- [DOCUMENT TEXT]
◇ ◇ ◇

The goal of the Center is to investigate the neurobiology of cannabis dependence by testing specific
hypotheses in young adults (Project #1 "Clinical and Neurobiological Effects of Cannabis Dependence in
Young Adults"), adolescent humans (Project #2 "Neural Effects of Chronic Cannabis Exposure in Human Adolescents"),
adolescent and young adult rhesus monkeys (Project #3 "Consequences of Chronic Exposure to
Δ9-tetrahydrocannabinol in Monkeys") and adolescent and adult rats (Project #4 "Cognitive and
Neurochemical Effects of Δ9-tetrahydrocannabinol in Rats"). The studies will examine behavioral,
physiological and affective consequences of initial cannabis experience, chronic exposure and
withdrawal/abstinence since all of these transition stages represent valid clinical treatment targets.

◇ ◇ ◇

- [STORED DATA]
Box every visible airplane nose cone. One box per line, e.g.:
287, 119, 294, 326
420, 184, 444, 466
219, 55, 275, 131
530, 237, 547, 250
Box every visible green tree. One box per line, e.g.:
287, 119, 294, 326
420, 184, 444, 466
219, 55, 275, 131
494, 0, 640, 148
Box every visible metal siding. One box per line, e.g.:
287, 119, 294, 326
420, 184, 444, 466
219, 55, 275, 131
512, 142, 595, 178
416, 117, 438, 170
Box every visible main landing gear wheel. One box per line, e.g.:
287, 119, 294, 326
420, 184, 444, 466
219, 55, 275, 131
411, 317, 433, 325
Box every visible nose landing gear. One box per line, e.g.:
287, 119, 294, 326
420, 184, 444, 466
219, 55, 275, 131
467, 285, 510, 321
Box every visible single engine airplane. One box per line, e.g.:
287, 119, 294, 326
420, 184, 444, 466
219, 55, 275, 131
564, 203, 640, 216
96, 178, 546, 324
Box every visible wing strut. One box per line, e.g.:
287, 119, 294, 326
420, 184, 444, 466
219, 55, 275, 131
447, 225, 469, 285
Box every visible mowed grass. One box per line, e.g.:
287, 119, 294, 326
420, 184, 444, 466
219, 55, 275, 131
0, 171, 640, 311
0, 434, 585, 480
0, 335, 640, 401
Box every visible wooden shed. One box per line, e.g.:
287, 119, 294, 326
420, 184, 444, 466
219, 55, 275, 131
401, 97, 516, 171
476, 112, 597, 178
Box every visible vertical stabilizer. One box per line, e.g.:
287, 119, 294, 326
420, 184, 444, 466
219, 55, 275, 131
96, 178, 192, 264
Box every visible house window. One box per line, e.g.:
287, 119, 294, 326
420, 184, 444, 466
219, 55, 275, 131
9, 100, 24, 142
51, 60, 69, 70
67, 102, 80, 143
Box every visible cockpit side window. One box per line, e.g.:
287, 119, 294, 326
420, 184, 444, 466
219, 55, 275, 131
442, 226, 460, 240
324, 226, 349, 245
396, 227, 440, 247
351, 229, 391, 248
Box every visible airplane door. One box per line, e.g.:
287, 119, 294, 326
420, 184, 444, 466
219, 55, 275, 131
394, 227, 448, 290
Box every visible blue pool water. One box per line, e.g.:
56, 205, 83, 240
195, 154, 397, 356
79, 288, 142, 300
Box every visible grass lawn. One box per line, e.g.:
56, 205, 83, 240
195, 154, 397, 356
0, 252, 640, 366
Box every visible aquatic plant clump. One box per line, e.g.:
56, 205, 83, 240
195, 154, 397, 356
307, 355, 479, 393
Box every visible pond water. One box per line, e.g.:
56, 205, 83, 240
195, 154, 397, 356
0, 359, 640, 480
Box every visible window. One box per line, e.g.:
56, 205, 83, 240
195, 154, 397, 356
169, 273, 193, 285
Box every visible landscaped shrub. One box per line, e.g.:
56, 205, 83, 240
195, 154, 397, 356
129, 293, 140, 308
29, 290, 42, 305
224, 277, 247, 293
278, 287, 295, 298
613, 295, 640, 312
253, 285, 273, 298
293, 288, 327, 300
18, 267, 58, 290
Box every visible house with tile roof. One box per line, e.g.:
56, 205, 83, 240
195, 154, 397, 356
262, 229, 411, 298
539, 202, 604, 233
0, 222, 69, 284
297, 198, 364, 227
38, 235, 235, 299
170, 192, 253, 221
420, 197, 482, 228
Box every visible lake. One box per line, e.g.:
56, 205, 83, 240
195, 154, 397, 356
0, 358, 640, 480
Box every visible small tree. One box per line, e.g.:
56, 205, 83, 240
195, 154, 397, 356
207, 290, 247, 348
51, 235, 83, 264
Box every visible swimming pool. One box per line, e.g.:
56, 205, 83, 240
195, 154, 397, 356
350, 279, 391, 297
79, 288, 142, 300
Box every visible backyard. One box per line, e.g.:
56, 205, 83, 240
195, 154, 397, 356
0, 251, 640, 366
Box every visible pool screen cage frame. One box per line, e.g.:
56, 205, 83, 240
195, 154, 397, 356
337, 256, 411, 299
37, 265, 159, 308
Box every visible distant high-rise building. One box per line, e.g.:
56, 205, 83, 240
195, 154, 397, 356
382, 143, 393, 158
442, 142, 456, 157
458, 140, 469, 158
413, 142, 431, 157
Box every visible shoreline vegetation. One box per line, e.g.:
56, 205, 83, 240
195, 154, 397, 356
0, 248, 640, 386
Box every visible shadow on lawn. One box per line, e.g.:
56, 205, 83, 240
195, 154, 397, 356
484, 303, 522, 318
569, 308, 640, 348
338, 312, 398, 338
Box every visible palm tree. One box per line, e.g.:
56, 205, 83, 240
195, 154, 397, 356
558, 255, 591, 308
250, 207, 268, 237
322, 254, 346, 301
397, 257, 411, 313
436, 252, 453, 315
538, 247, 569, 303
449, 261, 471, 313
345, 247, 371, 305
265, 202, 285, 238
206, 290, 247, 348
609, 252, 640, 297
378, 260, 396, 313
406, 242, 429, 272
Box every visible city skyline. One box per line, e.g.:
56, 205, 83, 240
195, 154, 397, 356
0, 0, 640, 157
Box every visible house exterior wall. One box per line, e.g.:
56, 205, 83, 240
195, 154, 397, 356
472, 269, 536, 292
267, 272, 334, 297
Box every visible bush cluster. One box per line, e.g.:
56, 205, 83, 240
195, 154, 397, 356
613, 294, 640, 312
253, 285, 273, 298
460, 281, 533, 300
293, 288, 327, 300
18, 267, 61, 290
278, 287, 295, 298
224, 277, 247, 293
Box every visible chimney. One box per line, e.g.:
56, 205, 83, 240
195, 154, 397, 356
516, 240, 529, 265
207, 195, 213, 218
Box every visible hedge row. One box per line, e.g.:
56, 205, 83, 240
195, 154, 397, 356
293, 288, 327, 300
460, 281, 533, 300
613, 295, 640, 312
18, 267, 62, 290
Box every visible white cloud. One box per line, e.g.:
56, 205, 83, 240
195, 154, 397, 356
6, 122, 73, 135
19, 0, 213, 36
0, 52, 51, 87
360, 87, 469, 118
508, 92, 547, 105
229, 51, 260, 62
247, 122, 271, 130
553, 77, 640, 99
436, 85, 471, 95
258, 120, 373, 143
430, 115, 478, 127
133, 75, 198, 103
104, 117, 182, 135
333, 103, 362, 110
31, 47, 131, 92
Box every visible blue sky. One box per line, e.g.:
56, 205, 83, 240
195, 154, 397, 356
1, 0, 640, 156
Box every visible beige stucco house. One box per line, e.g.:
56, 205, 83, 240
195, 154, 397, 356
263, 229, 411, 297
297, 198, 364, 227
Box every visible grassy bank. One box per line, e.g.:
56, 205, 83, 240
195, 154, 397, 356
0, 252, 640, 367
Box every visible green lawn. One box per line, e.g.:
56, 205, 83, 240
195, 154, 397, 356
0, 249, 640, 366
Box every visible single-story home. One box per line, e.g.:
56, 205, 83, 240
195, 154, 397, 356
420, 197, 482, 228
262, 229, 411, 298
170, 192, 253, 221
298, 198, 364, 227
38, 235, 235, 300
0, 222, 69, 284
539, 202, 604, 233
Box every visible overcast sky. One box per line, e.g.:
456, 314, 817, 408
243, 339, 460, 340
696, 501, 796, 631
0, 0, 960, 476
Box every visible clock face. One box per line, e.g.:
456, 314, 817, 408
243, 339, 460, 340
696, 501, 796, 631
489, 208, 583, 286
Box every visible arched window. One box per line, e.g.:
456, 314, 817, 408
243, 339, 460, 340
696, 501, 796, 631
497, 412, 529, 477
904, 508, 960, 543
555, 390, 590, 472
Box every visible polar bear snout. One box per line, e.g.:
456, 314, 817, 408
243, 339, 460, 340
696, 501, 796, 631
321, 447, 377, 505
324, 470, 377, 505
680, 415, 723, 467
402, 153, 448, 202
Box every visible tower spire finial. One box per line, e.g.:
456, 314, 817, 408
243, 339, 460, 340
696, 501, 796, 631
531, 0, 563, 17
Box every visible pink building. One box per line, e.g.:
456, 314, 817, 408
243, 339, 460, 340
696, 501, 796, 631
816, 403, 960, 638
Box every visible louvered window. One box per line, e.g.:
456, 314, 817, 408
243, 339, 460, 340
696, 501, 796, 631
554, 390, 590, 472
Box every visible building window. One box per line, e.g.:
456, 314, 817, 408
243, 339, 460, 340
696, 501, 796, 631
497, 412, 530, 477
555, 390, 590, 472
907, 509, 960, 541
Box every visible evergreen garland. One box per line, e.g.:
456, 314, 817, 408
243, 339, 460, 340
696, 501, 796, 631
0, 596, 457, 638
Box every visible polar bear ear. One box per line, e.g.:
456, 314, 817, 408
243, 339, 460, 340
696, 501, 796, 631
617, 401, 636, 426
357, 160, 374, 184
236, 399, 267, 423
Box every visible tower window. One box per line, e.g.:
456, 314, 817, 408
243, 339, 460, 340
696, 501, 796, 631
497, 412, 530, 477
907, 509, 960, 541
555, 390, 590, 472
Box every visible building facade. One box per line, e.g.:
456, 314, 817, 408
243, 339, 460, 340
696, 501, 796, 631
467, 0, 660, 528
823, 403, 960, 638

◇ ◇ ◇

- [TASK]
Extend the description of the cannabis dependence research center, starting after its last sentence.

- [REPLY TO THE TASK]
Clinical research in humans is essential because this is the ultimate public health concern and nonhuman
models can never completely reflect the human condition. Nevertheless it can be difficult to identify a
causal relationship between drug use and subsequent neuropsychological impairment due to variable drug
histories and polydrug use among human users; therefore a translational approach has been adopted to address
such limitations of human studies. Moreover, since studies in humans are frequently conducted following a
period of drug use, it is difficult to chart the development and progression of neurocognitive alterations.
Finally animal studies permit a more direct determination of specific neuropharmacological and other
functional or structural brain changes that may underlie behavioral alterations in cannabis users.